■ Exercise set:
**a.** Decide whether each statement agrees with the post on perception below, answering yes or no and quoting the words of the post that settle it: (i) The writer considers perception quite reliable. (ii) The writer describes concepts as things like a chair or a tree. (iii) The writer holds that "something" implies "some thing."
**b.** Write the next part of the post on perception below, picking up after its last sentence.

■ Provided text:
===
@fast,
fast;117716 wrote:
Our perception is, I would have thought, quite reliable. It's not unfaulty, and there are sometimes certainly some variances between people's accounts of actual events, but reliable, I think they are.
I'm not really sure what you mean when you say perception is unreal. If I didn't know better, I'd say it comes across as an exclamatory remark, almost as if you are in awe, but I'm pretty sure you don't mean that, so what do you mean? That perception is not real? Why would you think such a thing? Rhetorically, can't you perceive the road when you're driving? Perception is a real phenomenon, even if it's not a thing per se.
When you say that concepts are not things, that brings to mind a very important point. You're right. It's not a thing (in the narrow sense of the word, "thing") (i.e. it's not some thing like a chair or a tree that you can touch). But, it's something. It's not some thing per se, but it is something. In fact, "some thing" implies "something", but "something" doesn't imply "some thing."
===
■ Collected data entries:

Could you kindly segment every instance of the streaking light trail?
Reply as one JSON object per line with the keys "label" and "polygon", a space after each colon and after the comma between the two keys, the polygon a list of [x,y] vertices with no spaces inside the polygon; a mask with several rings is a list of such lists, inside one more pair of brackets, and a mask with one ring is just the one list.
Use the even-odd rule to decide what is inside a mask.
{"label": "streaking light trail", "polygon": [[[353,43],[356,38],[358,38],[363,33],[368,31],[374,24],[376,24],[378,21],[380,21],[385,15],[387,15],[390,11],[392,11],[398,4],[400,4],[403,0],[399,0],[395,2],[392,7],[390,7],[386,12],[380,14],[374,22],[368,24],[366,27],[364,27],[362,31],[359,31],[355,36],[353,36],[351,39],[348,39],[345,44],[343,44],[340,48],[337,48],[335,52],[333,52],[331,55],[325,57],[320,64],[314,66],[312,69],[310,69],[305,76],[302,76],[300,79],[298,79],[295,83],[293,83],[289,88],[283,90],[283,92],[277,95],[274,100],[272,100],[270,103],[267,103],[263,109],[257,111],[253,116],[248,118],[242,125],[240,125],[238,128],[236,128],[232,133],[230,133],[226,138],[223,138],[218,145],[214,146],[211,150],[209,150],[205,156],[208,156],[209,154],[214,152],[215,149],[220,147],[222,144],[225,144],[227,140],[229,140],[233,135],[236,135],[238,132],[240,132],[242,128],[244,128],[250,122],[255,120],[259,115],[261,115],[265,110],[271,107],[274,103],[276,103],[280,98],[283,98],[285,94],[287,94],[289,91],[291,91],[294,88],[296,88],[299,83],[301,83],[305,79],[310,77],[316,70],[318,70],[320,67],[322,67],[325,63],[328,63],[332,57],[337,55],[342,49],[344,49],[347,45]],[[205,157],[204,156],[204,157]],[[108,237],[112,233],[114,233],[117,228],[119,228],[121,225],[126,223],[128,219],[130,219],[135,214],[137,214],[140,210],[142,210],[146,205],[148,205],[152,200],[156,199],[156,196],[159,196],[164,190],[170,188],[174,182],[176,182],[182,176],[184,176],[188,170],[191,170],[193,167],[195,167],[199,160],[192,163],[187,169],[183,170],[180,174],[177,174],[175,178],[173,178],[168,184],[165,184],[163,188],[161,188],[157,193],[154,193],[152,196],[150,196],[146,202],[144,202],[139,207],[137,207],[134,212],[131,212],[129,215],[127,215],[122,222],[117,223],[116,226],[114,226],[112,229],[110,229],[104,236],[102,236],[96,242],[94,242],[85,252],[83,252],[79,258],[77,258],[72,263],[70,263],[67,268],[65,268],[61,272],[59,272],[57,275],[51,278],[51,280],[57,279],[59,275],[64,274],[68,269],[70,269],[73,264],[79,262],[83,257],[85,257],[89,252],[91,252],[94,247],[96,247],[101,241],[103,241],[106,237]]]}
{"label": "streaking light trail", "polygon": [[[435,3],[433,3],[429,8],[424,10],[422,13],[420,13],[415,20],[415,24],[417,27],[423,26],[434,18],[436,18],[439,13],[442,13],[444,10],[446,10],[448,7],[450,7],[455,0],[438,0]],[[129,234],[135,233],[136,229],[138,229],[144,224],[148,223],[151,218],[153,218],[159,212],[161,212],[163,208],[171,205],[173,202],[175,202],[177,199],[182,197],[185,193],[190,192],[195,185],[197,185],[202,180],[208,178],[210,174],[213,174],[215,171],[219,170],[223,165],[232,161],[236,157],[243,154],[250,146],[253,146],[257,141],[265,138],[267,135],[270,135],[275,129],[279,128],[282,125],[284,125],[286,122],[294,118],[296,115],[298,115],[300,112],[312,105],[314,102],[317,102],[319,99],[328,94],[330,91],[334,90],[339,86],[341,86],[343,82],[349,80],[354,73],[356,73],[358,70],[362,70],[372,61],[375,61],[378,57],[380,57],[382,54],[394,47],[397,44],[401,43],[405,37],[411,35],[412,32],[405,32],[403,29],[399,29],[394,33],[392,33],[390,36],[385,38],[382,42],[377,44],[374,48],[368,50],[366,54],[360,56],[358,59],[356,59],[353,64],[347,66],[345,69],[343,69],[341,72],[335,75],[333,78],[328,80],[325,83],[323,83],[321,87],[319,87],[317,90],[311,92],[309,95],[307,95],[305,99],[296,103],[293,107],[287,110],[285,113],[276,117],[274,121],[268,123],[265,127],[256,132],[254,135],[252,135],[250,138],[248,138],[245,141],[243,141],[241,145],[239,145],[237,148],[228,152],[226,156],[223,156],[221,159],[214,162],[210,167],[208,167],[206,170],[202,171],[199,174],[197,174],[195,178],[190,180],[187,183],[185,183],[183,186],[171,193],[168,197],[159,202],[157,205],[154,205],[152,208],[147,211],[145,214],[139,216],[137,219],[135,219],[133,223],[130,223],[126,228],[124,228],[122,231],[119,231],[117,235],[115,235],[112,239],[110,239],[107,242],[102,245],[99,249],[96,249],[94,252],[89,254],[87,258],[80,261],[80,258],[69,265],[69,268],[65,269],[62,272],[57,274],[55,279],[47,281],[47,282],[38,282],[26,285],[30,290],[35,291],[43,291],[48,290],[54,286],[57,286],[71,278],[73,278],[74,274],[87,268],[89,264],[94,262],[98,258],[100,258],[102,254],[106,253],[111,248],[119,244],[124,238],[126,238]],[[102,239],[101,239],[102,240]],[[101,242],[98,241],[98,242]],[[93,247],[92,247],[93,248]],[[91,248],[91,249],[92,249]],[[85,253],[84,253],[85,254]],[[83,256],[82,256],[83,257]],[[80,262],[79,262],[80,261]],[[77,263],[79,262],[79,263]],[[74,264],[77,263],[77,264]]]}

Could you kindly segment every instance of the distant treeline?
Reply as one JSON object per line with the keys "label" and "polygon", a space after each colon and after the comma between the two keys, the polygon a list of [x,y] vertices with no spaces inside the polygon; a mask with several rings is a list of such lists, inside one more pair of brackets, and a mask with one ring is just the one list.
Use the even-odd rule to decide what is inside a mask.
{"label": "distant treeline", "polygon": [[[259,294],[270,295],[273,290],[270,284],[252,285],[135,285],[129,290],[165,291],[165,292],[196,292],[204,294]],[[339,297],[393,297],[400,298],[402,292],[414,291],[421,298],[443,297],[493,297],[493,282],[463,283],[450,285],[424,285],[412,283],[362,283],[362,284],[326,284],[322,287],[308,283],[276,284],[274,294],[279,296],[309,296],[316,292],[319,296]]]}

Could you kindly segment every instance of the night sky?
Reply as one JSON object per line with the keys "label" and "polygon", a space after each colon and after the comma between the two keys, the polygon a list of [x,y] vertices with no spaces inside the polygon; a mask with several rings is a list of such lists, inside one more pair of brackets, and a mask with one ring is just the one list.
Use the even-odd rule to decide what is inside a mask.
===
■ Exercise responses:
**a.**
(i) Yes: "Our perception is, I would have thought, quite reliable."
(ii) No: "it's not some thing like a chair or a tree that you can touch"
(iii) No: "but "something" doesn't imply "some thing.""

**b.**
If our perceptions were at all accurate the first scientific instrament would never have been built...
With out the form of the road in your mind, as a concept, you would not even recognize it as such...But then, you would probably not be driving which involves a lot of other concepts...See the World as Idea, by Schopenhaur...
Res from Latin, our source of the word reality means thing...Something of substance is a thing, but seeing something completely new, we cannot classify it, but the second time we see it we can recognize it, and begin to classify it... Concepts are abstractions, the facts of the matter at hand, by which we recognize our reality and begin to recreate it in a form more to our liking...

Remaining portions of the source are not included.